- _Tasks for this exercise_
1 – In the DVFS prediction passage, what average absolute error does M+CRIT have when predicting from 4 GHz to 1 GHz?
2 – Summarize the DVFS prediction passage in two sentences.
3 – Please extend the DVFS prediction passage from where it stops.

- _Document segment_
M+CRIT has the worst prediction error of all models. The average absolute error is 27% when predicting from 1 GHz to 4 GHz, and 70% when predicting from 4 GHz to 1 GHz. Clearly, not taking into account synchronization, inter-thread dependencies and store bursts leads to highly inaccurate DVFS performance prediction for managed multithreaded applications.

Taking into account the interaction of application and managed language service threads, as COOP does, slightly improves accuracy over M+CRIT. However, the prediction error is still significant with average absolute prediction errors for COOP of 22% and 63% for the base 1 and 4 GHz scenarios, respectively.

Taking all synchronization activity into account, as DEP does, further improves accuracy, with an average absolute error of 19% and 57% for the base 1 and 4 GHz scenarios, respectively. The conclusion from this result is that managed multithreaded applications require accurate modeling of interthread dependencies both through coarse-grained synchronization between application phases and garbage collection phases, as well as through fine-grained synchronization between application threads and between garbage collection threads. Unfortunately, although the prediction error is decreased compared to M+CRIT and COOP, DEP's error is still high.

- _Photo-based point labeling entries_
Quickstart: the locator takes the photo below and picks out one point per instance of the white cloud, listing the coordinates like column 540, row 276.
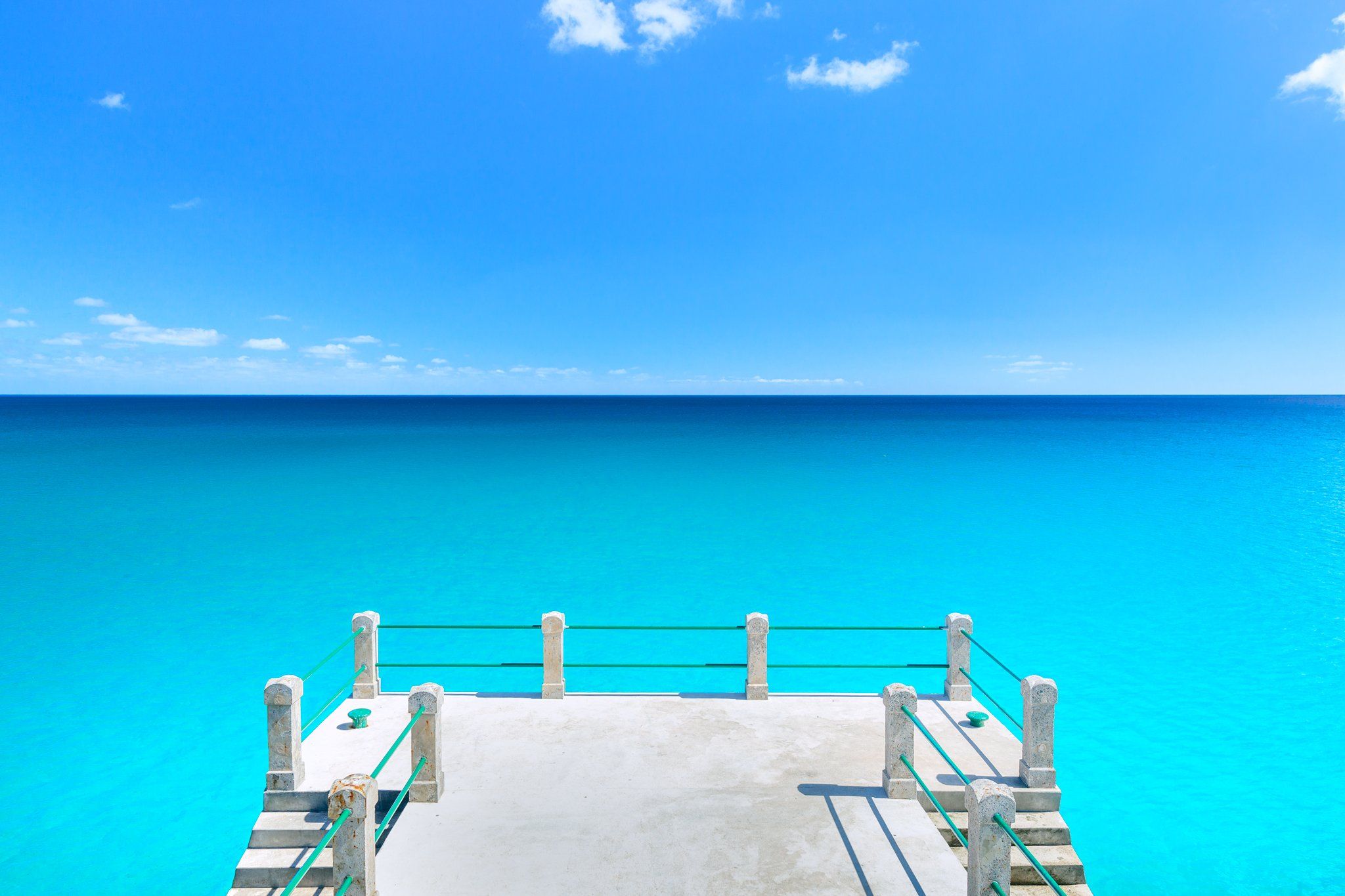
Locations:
column 188, row 336
column 585, row 23
column 1034, row 367
column 860, row 77
column 662, row 22
column 331, row 350
column 119, row 320
column 1325, row 73
column 66, row 339
column 273, row 344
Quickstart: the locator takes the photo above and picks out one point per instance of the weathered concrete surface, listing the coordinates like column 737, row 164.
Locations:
column 666, row 794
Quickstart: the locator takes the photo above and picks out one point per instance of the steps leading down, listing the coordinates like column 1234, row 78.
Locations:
column 1047, row 834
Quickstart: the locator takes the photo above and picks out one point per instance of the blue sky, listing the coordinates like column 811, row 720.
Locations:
column 692, row 196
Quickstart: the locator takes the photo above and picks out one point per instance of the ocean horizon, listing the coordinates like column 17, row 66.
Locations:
column 1176, row 563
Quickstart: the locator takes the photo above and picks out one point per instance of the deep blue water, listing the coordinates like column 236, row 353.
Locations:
column 1178, row 565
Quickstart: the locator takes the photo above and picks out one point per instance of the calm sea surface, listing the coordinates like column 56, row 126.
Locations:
column 1178, row 565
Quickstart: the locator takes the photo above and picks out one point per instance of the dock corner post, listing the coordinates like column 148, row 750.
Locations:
column 899, row 740
column 956, row 685
column 758, row 626
column 427, row 740
column 353, row 847
column 284, row 734
column 988, row 843
column 553, row 656
column 366, row 654
column 1038, row 766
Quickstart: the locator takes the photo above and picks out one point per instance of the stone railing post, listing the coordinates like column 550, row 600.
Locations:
column 956, row 685
column 553, row 656
column 284, row 734
column 366, row 654
column 900, row 740
column 1038, row 766
column 353, row 847
column 758, row 628
column 988, row 843
column 427, row 742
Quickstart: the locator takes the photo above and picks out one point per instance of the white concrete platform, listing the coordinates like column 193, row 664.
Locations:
column 663, row 794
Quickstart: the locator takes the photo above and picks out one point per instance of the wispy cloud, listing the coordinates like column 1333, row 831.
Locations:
column 272, row 344
column 66, row 339
column 135, row 331
column 331, row 350
column 585, row 23
column 852, row 74
column 1034, row 367
column 1325, row 73
column 663, row 22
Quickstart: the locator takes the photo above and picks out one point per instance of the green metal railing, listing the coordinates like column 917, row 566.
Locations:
column 934, row 800
column 935, row 743
column 337, row 696
column 397, row 743
column 318, row 851
column 986, row 695
column 990, row 654
column 397, row 802
column 1023, row 848
column 340, row 648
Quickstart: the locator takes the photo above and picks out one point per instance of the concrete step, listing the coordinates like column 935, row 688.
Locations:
column 1061, row 861
column 280, row 829
column 953, row 796
column 1034, row 828
column 275, row 867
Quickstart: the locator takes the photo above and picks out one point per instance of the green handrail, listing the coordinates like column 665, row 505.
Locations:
column 318, row 851
column 926, row 733
column 986, row 694
column 934, row 800
column 337, row 696
column 458, row 666
column 334, row 653
column 990, row 654
column 401, row 796
column 1023, row 848
column 858, row 628
column 399, row 742
column 539, row 625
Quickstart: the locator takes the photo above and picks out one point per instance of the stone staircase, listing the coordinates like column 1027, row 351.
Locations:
column 1048, row 837
column 283, row 839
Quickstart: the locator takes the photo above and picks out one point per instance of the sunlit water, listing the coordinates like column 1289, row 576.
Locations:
column 1178, row 565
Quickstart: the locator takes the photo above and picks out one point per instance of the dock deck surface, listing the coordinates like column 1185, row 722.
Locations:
column 665, row 794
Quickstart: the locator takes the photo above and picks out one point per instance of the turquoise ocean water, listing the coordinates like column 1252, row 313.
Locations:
column 1176, row 563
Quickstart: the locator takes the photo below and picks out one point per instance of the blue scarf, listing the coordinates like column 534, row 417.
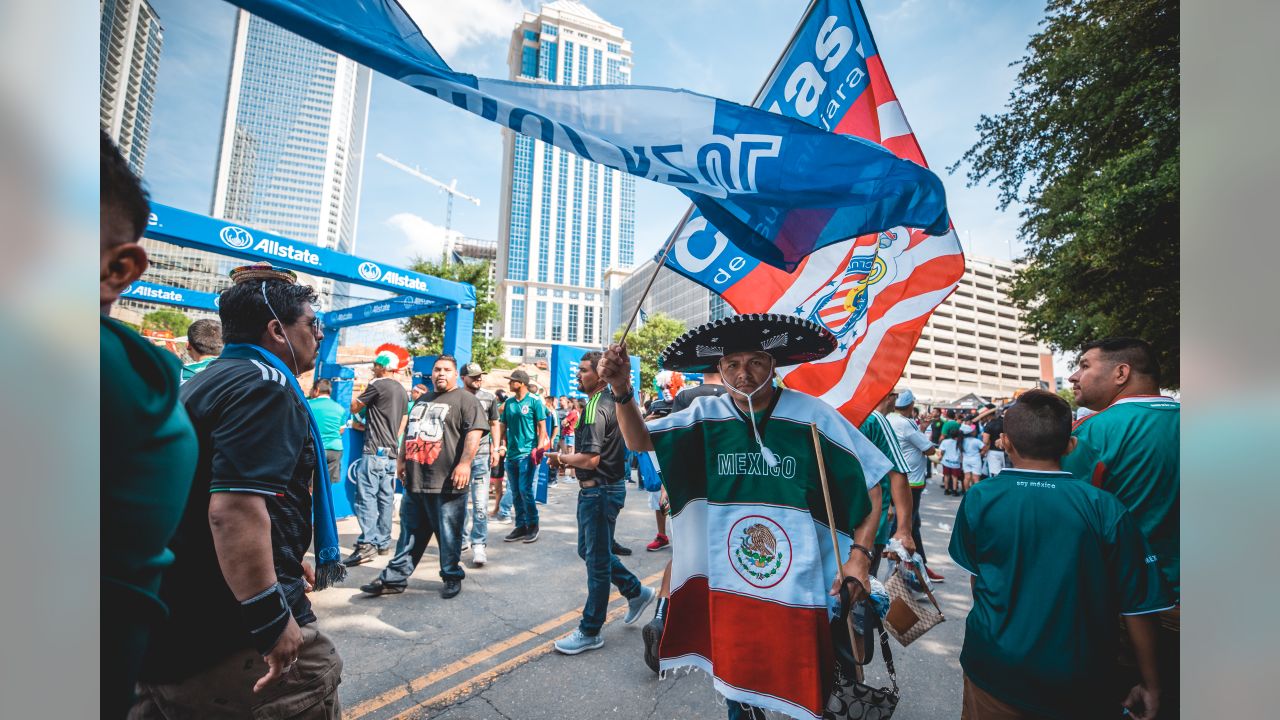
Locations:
column 329, row 568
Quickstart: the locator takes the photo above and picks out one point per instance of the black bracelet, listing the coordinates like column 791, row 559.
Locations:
column 266, row 615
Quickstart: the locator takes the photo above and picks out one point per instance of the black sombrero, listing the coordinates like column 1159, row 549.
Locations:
column 789, row 340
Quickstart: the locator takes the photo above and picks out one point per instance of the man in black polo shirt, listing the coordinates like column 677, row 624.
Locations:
column 600, row 464
column 241, row 638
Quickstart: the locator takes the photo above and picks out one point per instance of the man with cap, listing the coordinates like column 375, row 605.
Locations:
column 487, row 456
column 522, row 431
column 385, row 402
column 754, row 570
column 915, row 449
column 241, row 638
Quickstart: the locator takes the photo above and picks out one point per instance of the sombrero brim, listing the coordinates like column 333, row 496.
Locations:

- _Solved problems_
1 – 70%

2 – M+CRIT, which does not take into account synchronization, inter-thread dependencies and store bursts, has the worst prediction error, averaging 27% when predicting from 1 GHz to 4 GHz and 70% when predicting from 4 GHz to 1 GHz. COOP improves accuracy slightly by accounting for the interaction of application and managed language service threads, and DEP improves it further by taking all synchronization activity into account, but DEP's errors of 19% and 57% are still high.

3 –
Modeling store bursts brings the error down substantially, especially for the memory-intensive benchmarks. In fact, all three models, M+CRIT, COOP and DEP, benefit from BURST modeling. It is interesting to note that DEP benefits most from BURST, and COOP benefits more than M+CRIT. Because DEP more accurately identifies critical threads, adding modeling of store bursts, which affect the critical thread, improves accuracy more substantially. Likewise, COOP identifies critical threads more accurately than M+CRIT, and hence benefits more from store burst modeling than M+CRIT.

This leads to the overall conclusion that DEP+BURST is the most accurate DVFS performance predictor, with an average absolute error of 6% when predicting from 1 GHz to 4 GHz, and an average absolute error of 8% when predicting from 4 GHz to 1 GHz. This result shows that modeling both synchronization and inter-thread dependencies as well as store bursts is critical for DVFS performance prediction of managed multithreaded applications.

Prediction errors tend to increase for target frequencies that are 'further away' from the base frequency, due to accumulating errors, which is especially noticeable for memory-intensive applications. Further, when predicting the execution time in the high-to-low scenario, an error in incorrectly estimating the scaling component multiplies as the target frequency increases. This leads to increased inaccuracy in identifying the critical thread in an epoch. When predicting low-to-high, the scaling component is divided by a factor, making the error less prominent.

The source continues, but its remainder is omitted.